Given passage -

•••••

This job went to Dave Broadhead, Wellsville, N. Y., whose precision optical background was as follows: Prewar, had made a small objective lens, 6" and an 8" reflecting telescope, and in wartime 3000 roof prisms with better than 98 percent acceptance rate; postwar, two 10" paraboloids, three 14" flats, about 6/7 of a Maksutov telescope (now nearly finished, and so are several other "Maks"). How he went about doing the two 36" mirrors, what methods he used, should interest all fellow amateurs, particularly those who secretly harbor hopes of someday making larger than average mirror, which means nearly everybody. The account is especially valuable because Broadhead does not try to hide or minimize his mistakes. He delivered the mirrors, better than specifications called for and a month sooner than they called for, and these earned Professor Strong's comment and OK to quote: "We are just plain pleased, from the ground up."

•••••

Excerpts of location labeling data:
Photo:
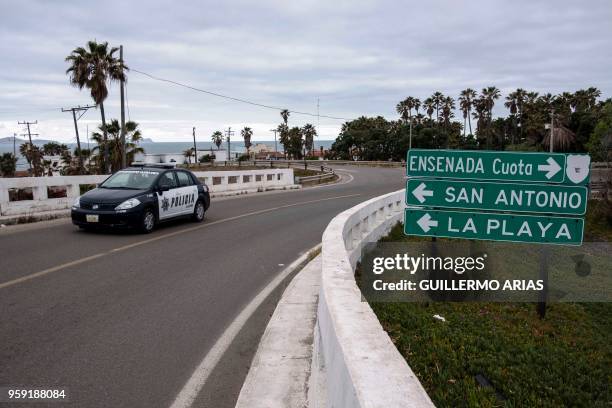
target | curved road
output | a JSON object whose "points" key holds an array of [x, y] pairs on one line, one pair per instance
{"points": [[123, 320]]}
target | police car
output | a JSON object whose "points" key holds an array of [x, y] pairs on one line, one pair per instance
{"points": [[141, 196]]}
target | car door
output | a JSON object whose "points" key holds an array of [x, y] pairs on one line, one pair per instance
{"points": [[167, 199], [187, 193]]}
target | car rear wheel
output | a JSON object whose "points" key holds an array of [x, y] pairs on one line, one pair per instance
{"points": [[198, 211], [148, 221]]}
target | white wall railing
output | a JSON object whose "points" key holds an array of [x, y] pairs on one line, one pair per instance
{"points": [[363, 367], [38, 189]]}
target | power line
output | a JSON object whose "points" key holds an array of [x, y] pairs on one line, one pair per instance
{"points": [[261, 105]]}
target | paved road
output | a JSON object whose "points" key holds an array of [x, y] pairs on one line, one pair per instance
{"points": [[122, 320]]}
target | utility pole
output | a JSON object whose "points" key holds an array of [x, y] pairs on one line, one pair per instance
{"points": [[29, 137], [545, 250], [552, 129], [410, 138], [229, 134], [123, 152], [82, 109], [195, 148], [275, 148]]}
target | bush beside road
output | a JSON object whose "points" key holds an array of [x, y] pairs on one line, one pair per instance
{"points": [[492, 354]]}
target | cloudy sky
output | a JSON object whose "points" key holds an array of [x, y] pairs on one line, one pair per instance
{"points": [[359, 57]]}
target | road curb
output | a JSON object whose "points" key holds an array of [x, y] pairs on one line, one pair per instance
{"points": [[281, 369]]}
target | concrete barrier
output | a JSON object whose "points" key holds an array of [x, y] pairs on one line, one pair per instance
{"points": [[35, 191], [361, 364]]}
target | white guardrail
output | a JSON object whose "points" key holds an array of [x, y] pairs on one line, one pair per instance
{"points": [[27, 195], [361, 364]]}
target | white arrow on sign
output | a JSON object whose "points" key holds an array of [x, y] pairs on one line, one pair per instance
{"points": [[551, 168], [425, 222], [420, 193]]}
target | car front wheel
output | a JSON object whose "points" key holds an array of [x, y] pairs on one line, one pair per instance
{"points": [[198, 211], [148, 221]]}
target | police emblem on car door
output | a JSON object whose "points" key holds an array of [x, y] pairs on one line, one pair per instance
{"points": [[165, 198], [186, 193]]}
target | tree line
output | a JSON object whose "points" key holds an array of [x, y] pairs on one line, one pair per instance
{"points": [[581, 123], [297, 142]]}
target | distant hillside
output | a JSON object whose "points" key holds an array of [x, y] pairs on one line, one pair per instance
{"points": [[9, 140]]}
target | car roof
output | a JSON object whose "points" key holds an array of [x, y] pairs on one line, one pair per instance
{"points": [[147, 168]]}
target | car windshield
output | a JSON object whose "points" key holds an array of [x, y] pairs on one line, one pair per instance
{"points": [[131, 179]]}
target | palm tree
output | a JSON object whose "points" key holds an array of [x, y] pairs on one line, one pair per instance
{"points": [[285, 115], [520, 95], [402, 109], [217, 138], [448, 105], [429, 107], [466, 101], [417, 105], [283, 137], [247, 133], [309, 133], [113, 143], [188, 153], [33, 155], [512, 105], [8, 165], [480, 114], [490, 94], [437, 98], [93, 68]]}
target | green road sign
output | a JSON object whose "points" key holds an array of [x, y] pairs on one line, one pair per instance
{"points": [[475, 195], [494, 227], [571, 169]]}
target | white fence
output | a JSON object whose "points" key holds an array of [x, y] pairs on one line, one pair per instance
{"points": [[27, 195], [363, 368]]}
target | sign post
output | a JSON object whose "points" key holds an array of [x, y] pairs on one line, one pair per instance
{"points": [[495, 196], [493, 226], [498, 196], [499, 166]]}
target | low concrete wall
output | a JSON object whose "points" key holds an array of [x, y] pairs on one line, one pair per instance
{"points": [[363, 367], [246, 180], [218, 182]]}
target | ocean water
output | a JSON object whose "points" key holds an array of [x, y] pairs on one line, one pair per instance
{"points": [[165, 147]]}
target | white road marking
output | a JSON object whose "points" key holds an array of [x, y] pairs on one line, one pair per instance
{"points": [[194, 385], [157, 238], [350, 180]]}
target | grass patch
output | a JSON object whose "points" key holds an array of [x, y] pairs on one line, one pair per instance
{"points": [[562, 360]]}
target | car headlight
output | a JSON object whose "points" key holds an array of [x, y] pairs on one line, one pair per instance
{"points": [[127, 204]]}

•••••

Set of tasks -
A. In the account of Broadhead's mirrors, how much sooner than the specifications required did he deliver the two mirrors?
B. Carry on the account of Broadhead's mirrors, starting after its last sentence.
The material above is separate from the account of Broadhead's mirrors.

Answers to the exercises -
A. A month sooner.

B.
Offhand, these looked like dead-easy mirrors. Broadhead's cellar shop, 12' x 36', the neatest, brightest, and cleanest we have seen, affords a lathe drill press, metal shaper, grinder, electric welder, gas crucible furnace, and room. Most of these proved to be essential. The less than full precision tolerance did not please but disappointed Broadhead, as it would any true amateur, but there were offsetting headaches and uncertainties, also one certainty- the 90-day delivery limit. Hence, all in all, the job contained enough adventure to interest. Here are some excerpts from Broadhead's progress reports:

"Have to build a special machine (Figure 2). Vertical spindle of 2" shafting, on top of which is a round mirror support welded up from 1/2" boiler plate, with radial ribs and braces (Figure 3). Very rigid 24" grinding tool (Figure 4,) faced with glass blocks as in Strong's book page 44, rotated by a 1/8 h.p. motor. Main oscillating arm of two-by-fours driven by a separate 1/3 h.p. motor. Tool on top. I have an ammeter in the driving motor circuit as a guide and warning to any approaching sticking of grinding tool, since a stuck 24" tool wouldn't be funny.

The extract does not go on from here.